## Quoted text
When does one use Zpl? Zel?
Zpl for class 1 & 2 Zel for class 3 & 4 (use Zel,eff)
What is the concrete stress block?
0.85 f_cd for the full depth to the neutral axis.
Hence, C = 0.85fcdB*H is the maximum
What is the r.h.s. of the Perry-Robertson formula?
eta * sigma_E * sigma
Note the r.h.s. does NOT depend on sigma_y
In calculating the shear capacity of a beam with buckling, we need to know chi_w. This is given in a table and is equal to \eta for non-slender webs. What is \eta?
\eta is defined in the UK N.A. to be 1. This table is full of ‘\eta’ - they’re all 1.
What are the axes for a m-n interaction diagram?
m is HORIZONTAL
In an m-n interaction diagram, what value goes up the y-axis?
n goes up the y-axis.
I am analysing the flexural stiffness (ie deflections) of a composite beam. How many different cases for the neutral axis are there?
Only 2. Either the N-A is in the concrete, in which case neglect tension concrete, or it is below the concrete, in which case all concrete works.
I am analysing the flexural strength (ie moment capacity) of a composite beam. How many different cases for the neutral axis are there.

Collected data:
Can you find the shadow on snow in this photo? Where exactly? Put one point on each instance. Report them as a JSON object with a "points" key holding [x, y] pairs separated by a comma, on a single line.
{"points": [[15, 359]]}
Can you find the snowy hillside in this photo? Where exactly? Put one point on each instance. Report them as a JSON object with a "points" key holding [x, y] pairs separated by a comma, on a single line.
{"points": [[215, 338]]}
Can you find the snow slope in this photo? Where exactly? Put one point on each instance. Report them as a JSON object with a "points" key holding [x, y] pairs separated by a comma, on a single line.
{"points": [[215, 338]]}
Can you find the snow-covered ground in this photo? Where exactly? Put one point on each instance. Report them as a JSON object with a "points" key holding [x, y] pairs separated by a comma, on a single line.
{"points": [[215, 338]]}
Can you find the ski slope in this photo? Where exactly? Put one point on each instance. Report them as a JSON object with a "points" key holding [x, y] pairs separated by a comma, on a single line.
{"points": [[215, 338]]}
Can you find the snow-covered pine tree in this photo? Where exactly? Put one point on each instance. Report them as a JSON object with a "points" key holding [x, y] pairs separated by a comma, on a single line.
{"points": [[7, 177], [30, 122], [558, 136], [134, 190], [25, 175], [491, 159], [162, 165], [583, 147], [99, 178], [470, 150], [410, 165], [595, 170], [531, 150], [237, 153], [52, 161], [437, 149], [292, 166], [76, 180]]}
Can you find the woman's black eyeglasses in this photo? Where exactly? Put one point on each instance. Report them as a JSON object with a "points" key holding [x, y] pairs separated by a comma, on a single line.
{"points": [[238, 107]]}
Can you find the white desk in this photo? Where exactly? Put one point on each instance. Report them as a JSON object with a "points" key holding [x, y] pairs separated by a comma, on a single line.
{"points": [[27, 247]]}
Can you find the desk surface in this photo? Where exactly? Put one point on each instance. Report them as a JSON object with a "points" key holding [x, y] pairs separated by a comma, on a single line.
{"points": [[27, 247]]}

## Tasks to perform
1. Answer these questions from the structural design notes:
(a) Which section modulus do the notes give for class 3 and 4 sections?
(b) What value is \eta defined to be in the UK N.A.?
(c) In an m-n interaction diagram, which quantity runs horizontally?
2. Proceed with the structural design notes from the point where they stop.

## Solved problems
1.
(a) Zel (use Zel,eff)
(b) 1
(c) m

2.
3: The N-A in the concrete, in the steel flange, and in the steel web. Note that it CANNOT be in the gap because moving the N-A in the gap for a plastic section doesn’t change the axial load.
In a LTB question, what is the first thing that I should do?
Go to DB, write down all the required parameters, and calculate c/t ratios.
Perry-Robertson for axial buckling is derived analytically. Can the same be done for LTB?
In order to derive Perry-Robertson, a form for the imperfection eo/L is assumed. For LTB, there are two imperfections to characterise. This makes the maths much harder. The curves for LTB are a curve fit - nothing more.
Does \rho for shear-moment interaction affect the elastic, plastic, or ultimate moment capacity?
Plastic capacity. Hence, it must be calculated BEFORE doing lambda = sqrt()